▸ **Texto proporcionado**
####

Confieso que no he entendido bien el artículo de Antonio Muñoz Molina El artista consentido (publicado en EL PAÍS el sábado 17 de abril). Al final de una cuidadosa lectura no acabo de ver a quién critica y a dónde va. Me deja desconcertado. No sé de qué intelectuales y artistas habla en concreto, ni a qué ambiente intelectual se refiere, si es al de hoy, en 2004, o al de 1968. Mezcla a los literatos, a los artistas y a los intelectuales como si los tres grupos tuvieran el mismo papel en la sociedad. Me imagino que su desasosiego no se satisfará con que los intelectuales comencemos a vituperar a Castro, como el último reducto del sistema soviético, y a Teodoro Obiang, como ejemplo de dictador africano, y dejemos de decir que la pobreza y frustración del mundo islámico es un caldo de cultivo para el terrorismo internacional. Su mensaje más claro es la llamada a la "responsabilidad política del intelectual". ¿La supone inexistente? Debo decir que escribo como profesor universitario, autor de libros y artículos en revistas científicas, en las de divulgación y en los medios de comunicación, un trabajo que me garantiza el título de "intelectual". No soy artista ni literato, y no puedo hablar en nombre de ellos.

Hay muchas cosas que me chocan en el artículo de AMM. Por ejemplo, en el primer párrafo se describen en general los privilegios de que disfrutan los intelectuales y artistas en nuestras sociedades democráticas, como si esto fuera un privilegio llovido del cielo. Debiera explicar con más detalle su mención posterior a los trabajos y labores, horas de estudio, la frustración de la creación y los sinsabores de fracasos parciales, que usted, como escritor famoso, sin duda conoce. Efectivamente, a los intelectuales nadie nos ha regalado nada. En nuestra carrera hemos tenido que trabajar mucho, competir en oposiciones y certámenes formales e informales, y medirnos con nuestros pares para asentar nuestra valía y conseguir el reconocimiento en los campos de especialización en que destacamos. Lo mismo que en Estados Unidos, los intelectuales que enseñamos y publicamos en Europa nos sometemos todos los días al veredicto de nuestros alumnos y nuestros lectores. Aquéllos nos evalúan formalmente, éstos nos evalúan con su voto en el mercado donde se veden nuestros productos. No estoy de acuerdo con que "al intelectual o artista no se le pide gran cosa en las sociedades europeas". Mi experiencia es diferente. Se ve que AMM no se enfrenta regularmente con una clase de masters en una escuela de negocios de primera línea, o quizás se ha olvidado lo que hay que trabajar para que le acepten a uno sus primeras obras escritas.

####

▸ **Datos registrados**

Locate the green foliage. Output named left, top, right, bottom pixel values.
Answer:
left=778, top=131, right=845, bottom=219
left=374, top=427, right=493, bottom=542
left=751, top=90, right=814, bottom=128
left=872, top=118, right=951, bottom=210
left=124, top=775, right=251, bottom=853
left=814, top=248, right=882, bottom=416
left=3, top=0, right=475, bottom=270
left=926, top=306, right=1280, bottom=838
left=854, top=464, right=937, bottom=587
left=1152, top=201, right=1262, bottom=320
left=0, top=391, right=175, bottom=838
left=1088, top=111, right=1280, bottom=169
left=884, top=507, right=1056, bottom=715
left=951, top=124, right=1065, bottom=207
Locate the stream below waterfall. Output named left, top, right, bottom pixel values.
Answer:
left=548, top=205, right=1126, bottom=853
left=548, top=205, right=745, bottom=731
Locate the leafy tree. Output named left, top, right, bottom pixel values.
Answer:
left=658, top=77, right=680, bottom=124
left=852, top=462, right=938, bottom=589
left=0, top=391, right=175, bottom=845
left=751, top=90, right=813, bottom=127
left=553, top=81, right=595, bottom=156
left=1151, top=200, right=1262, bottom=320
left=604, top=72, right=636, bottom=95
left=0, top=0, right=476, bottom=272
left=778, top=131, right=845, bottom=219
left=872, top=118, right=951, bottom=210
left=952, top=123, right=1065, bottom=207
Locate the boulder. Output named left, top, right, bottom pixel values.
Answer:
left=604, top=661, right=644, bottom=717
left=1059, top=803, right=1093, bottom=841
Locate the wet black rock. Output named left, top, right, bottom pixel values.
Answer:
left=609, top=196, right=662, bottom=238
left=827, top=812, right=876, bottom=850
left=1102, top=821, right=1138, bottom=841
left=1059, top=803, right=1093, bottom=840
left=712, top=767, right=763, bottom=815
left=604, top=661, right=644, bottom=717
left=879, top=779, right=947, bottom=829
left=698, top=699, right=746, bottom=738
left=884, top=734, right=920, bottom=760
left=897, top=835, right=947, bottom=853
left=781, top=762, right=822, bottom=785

####

▸ **Objetivo del ejercicio**
Prolonga la réplica al artículo «El artista consentido» de Antonio Muñoz Molina a partir de su última oración, conservando la primera persona del autor.

▸ **Respuesta**
Eso de que "nadie le pedirá cuentas de las primeras [las más extremadas posiciones políticas] ni le censurará por el segundo [un estilo de vida llamativo]", no es cierto, por lo menos en cuanto se refiere a los intelectuales de mi entorno. Los intelectuales —no sé los artistas— pagamos por nuestras opciones tanto si son realmente radicales como si van simplemente contra corriente. ¿Cree usted que los bancos o empresas multinacionales me van a financiar una investigación que llevo a cabo sobre las tropelías de las empresas europeas en África? ¿Cree usted que los centros de investigación financiados por la patronal y el PP me va a contratar como consultor? ¿Cree que las editoriales que les son afines publicarán alguno de mis libros? Créame, amigo, quienes nos hemos significado por nuestras posiciones críticas del sistema actual de globalización pagamos un precio por ello. Somos excluidos de ciertos círculos donde corre el dinero, de las oportunidades de trabajo, de proyectos de investigación, de consultorías, de premios y de otras prebendas. Mire en cambio las que reciben quienes justifican el sistema. ¿Cómo se puede decir que cuanto más radical se manifieste en sus declaraciones mayor éxito comercial se puede tener?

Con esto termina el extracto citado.